Stated goal: Find every line in the material below that contains the string "sign", and copy each of those lines. Case counts, so uppercase and lowercase letters do not match each other.

Detection examples
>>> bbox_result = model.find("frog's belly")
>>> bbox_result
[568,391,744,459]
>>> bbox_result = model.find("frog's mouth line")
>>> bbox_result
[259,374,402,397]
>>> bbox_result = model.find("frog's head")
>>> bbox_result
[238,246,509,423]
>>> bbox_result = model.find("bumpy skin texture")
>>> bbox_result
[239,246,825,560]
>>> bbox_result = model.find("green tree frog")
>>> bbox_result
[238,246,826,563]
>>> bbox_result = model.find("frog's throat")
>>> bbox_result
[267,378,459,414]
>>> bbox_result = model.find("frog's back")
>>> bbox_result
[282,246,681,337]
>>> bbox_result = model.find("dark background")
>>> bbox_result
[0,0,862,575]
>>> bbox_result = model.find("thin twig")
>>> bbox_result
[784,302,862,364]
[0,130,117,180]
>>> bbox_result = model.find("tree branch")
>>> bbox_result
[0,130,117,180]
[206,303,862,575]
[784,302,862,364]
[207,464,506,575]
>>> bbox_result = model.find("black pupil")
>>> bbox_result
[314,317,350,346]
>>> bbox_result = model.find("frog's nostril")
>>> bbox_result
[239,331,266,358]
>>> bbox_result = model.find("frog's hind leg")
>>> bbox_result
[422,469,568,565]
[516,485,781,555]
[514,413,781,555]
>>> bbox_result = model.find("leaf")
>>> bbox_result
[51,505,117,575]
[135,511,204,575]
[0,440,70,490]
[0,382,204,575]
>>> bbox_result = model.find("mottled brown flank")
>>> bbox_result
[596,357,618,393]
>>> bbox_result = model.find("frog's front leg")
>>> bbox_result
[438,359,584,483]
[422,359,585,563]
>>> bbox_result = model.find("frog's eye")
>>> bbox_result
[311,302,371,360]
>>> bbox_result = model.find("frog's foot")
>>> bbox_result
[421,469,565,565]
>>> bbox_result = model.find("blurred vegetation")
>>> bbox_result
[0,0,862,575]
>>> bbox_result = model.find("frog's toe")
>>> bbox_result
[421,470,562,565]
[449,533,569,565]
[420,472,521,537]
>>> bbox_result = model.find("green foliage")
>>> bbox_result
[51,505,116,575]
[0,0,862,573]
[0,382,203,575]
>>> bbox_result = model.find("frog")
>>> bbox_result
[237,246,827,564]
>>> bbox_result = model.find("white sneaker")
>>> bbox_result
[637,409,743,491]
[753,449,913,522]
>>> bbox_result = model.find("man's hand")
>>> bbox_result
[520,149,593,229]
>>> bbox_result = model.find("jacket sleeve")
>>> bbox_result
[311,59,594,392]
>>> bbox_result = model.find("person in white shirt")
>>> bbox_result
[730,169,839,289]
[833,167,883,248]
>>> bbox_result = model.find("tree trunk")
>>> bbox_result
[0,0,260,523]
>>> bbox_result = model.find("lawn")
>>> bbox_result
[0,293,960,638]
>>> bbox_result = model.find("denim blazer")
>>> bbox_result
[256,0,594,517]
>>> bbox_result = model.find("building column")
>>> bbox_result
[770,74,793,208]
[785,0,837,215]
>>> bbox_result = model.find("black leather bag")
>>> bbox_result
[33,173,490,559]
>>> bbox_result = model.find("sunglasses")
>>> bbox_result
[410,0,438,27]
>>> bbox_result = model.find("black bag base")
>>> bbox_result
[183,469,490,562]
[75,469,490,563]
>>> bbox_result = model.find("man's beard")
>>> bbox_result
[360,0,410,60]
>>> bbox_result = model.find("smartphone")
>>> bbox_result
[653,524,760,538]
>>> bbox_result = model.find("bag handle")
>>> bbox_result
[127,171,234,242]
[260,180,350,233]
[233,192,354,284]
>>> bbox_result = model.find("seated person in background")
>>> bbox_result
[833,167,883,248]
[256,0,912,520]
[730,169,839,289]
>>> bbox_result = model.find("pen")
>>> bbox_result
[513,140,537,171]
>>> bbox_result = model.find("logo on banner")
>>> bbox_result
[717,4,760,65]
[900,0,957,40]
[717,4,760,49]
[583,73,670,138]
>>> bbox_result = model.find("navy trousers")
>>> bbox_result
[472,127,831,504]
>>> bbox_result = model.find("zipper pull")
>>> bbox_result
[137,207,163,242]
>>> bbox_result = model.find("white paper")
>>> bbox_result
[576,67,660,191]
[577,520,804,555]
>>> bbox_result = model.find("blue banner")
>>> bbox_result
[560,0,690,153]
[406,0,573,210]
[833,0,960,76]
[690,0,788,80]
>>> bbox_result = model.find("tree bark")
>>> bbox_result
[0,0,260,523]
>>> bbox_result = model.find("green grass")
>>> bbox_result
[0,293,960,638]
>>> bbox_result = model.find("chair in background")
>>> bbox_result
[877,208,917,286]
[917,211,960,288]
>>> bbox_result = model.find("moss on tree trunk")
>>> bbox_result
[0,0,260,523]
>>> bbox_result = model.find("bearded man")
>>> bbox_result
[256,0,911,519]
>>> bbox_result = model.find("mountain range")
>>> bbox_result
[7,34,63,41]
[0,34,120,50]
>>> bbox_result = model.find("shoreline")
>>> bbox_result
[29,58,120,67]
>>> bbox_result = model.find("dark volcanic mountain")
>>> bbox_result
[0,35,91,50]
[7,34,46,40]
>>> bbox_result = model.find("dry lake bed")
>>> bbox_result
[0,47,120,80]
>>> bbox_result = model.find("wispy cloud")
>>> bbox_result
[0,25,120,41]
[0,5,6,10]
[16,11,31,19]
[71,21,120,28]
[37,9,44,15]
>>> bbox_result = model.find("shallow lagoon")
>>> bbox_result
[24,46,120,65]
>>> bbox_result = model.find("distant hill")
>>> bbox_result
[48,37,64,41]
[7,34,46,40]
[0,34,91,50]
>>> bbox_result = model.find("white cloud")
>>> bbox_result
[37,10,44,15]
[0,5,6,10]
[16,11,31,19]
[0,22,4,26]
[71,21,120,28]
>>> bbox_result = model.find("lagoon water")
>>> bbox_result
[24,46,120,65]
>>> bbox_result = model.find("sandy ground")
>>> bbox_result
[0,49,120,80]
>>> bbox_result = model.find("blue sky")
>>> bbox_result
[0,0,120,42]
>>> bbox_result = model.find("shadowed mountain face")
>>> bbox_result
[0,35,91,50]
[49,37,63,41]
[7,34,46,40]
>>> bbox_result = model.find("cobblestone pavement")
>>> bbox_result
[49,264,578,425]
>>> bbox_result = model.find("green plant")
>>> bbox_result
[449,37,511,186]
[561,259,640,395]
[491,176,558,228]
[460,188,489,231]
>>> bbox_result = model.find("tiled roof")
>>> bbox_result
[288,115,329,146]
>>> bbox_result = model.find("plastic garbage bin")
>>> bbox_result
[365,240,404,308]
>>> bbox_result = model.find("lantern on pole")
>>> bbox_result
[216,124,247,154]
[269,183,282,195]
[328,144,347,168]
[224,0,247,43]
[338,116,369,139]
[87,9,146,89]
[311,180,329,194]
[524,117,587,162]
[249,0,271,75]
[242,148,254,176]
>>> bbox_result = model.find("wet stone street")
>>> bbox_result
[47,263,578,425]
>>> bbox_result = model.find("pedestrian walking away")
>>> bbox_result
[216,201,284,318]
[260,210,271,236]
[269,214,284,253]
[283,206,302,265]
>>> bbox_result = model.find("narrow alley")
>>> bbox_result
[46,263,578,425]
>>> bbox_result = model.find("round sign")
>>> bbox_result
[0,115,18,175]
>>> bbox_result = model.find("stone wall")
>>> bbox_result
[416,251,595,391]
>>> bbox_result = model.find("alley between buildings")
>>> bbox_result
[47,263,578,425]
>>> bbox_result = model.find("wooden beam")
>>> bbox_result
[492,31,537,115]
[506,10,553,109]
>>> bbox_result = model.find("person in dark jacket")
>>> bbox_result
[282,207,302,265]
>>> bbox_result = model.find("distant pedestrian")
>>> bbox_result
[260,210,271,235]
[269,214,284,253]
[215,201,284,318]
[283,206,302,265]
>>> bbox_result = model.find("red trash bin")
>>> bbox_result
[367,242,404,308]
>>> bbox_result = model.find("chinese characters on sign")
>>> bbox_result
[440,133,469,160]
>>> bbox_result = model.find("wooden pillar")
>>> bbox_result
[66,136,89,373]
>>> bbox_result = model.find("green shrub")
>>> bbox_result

Output for this task:
>>> bbox_result = model.find("round sign")
>>> bbox_result = model.find("chinese characters on sign")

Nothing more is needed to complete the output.